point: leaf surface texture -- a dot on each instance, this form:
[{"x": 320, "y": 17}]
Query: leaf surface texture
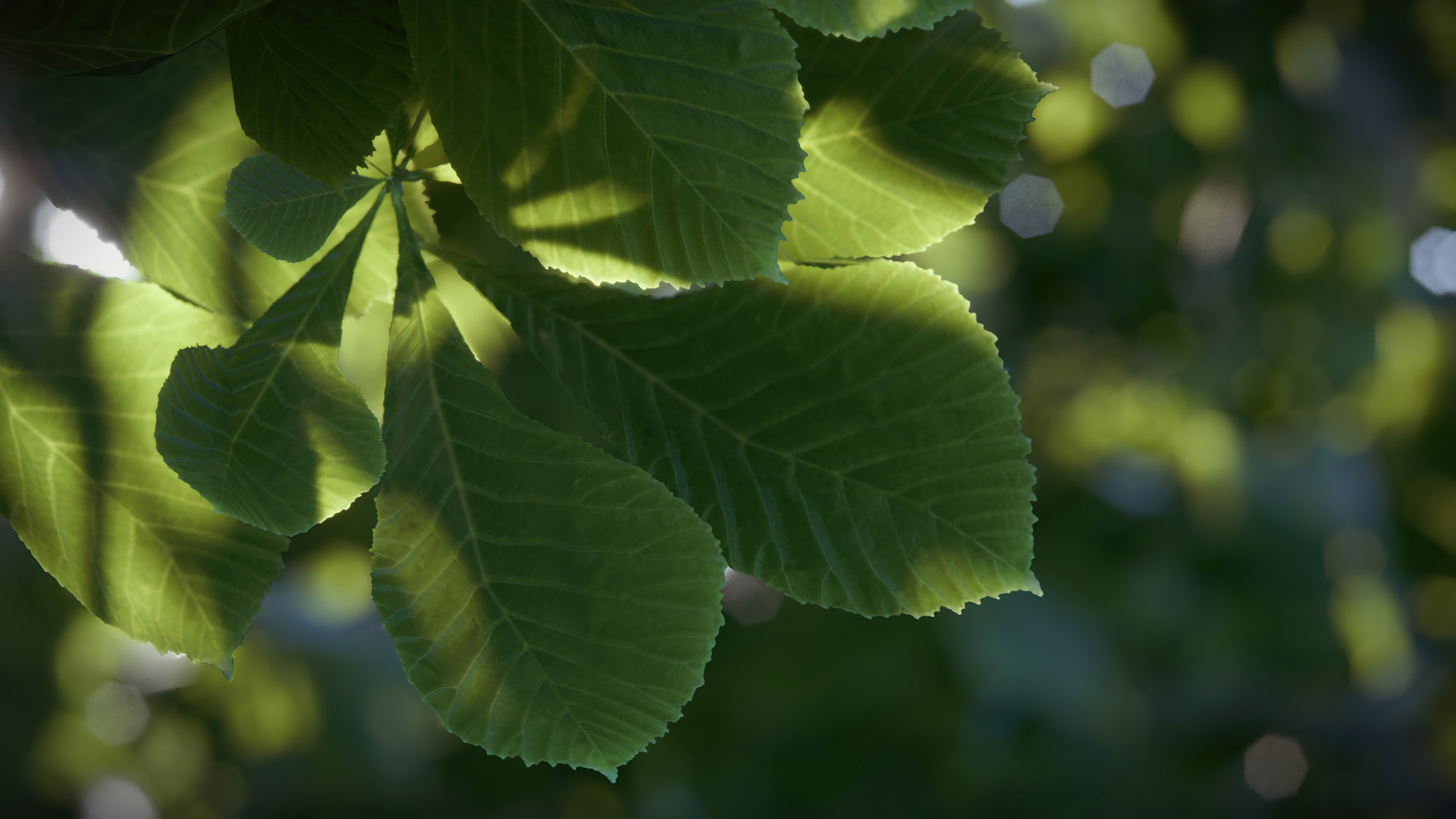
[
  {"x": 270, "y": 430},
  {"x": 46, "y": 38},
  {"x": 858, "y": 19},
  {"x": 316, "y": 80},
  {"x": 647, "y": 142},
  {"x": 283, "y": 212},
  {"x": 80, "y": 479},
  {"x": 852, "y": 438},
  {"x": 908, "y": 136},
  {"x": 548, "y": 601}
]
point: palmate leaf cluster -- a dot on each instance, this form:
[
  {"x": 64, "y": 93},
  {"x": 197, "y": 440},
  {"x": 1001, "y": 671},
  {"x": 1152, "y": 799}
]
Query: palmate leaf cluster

▸ Task goal
Pictures are not part of the copy; reproduce everything else in the records exactly.

▸ Solution for this problem
point: leaf surface texture -- a dot on each instance, this form:
[{"x": 320, "y": 17}]
Query: leaf surface texture
[
  {"x": 270, "y": 430},
  {"x": 46, "y": 38},
  {"x": 858, "y": 19},
  {"x": 316, "y": 80},
  {"x": 647, "y": 142},
  {"x": 283, "y": 212},
  {"x": 80, "y": 479},
  {"x": 852, "y": 438},
  {"x": 908, "y": 136},
  {"x": 548, "y": 601}
]
point: palmate leaf cluster -- a dot on each instance, this form:
[
  {"x": 64, "y": 93},
  {"x": 197, "y": 440},
  {"x": 1001, "y": 671},
  {"x": 1152, "y": 799}
]
Query: palmate leaf cluster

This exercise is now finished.